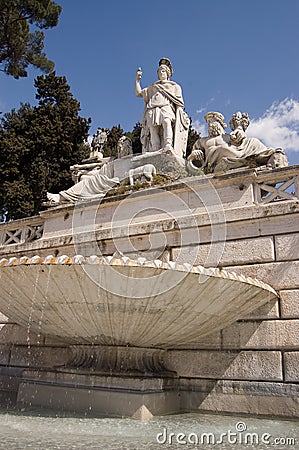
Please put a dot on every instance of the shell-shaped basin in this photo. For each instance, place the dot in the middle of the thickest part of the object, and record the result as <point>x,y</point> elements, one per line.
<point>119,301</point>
...
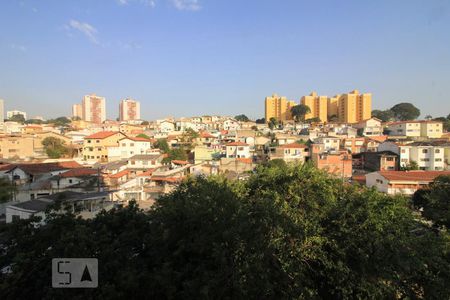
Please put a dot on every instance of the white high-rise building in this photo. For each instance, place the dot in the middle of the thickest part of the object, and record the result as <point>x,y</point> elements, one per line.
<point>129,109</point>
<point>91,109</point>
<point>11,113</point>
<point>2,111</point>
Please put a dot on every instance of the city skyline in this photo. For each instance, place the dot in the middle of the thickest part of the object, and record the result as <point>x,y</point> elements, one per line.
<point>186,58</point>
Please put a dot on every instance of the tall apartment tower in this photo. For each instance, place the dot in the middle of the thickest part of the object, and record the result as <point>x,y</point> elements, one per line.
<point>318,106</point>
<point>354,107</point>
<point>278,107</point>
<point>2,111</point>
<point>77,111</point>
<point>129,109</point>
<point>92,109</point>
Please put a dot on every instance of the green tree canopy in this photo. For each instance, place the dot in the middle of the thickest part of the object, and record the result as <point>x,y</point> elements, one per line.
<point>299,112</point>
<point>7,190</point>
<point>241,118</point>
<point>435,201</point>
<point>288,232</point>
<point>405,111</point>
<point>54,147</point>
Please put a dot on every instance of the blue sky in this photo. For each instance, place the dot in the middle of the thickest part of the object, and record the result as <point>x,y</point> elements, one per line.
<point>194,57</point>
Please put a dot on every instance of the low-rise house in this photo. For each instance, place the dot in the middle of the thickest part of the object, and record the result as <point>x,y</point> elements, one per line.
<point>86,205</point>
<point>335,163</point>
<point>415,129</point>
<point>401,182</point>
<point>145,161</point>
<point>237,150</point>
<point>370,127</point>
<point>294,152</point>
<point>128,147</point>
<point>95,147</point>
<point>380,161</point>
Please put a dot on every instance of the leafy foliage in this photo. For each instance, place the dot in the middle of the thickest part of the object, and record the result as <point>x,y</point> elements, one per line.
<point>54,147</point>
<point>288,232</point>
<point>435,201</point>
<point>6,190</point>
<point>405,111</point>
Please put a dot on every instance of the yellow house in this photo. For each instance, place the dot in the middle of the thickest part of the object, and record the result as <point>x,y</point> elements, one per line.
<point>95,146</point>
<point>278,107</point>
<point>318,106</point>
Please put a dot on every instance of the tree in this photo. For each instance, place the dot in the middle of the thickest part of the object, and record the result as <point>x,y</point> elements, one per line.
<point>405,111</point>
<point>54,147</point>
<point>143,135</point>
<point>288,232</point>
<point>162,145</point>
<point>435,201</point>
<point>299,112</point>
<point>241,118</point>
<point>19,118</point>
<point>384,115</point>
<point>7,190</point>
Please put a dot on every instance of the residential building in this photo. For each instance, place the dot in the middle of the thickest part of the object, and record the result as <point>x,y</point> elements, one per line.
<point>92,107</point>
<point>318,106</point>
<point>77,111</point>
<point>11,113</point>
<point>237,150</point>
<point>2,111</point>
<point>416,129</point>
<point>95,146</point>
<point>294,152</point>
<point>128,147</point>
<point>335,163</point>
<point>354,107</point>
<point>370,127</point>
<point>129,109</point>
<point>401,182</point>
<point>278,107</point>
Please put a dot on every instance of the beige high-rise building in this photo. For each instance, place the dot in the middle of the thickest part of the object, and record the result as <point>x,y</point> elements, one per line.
==
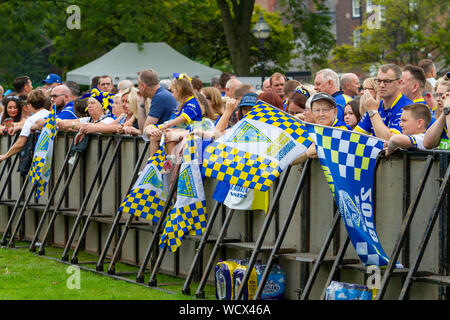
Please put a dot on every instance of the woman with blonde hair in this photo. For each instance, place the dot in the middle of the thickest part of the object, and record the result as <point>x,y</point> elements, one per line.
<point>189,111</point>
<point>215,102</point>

*WHAT IS NEEDED*: Copy out the data from the line with "Please put a dot on every instance of the shell-shaped" to the line with "<point>119,301</point>", both included, and nothing else.

*RESULT FOR THIS EXERCISE*:
Please put a dot on every instance of the shell-shaped basin in this photo. For each instance, place the dot in the middle of the thickest part of the object, and record the result as <point>x,y</point> elements, one per line.
<point>119,301</point>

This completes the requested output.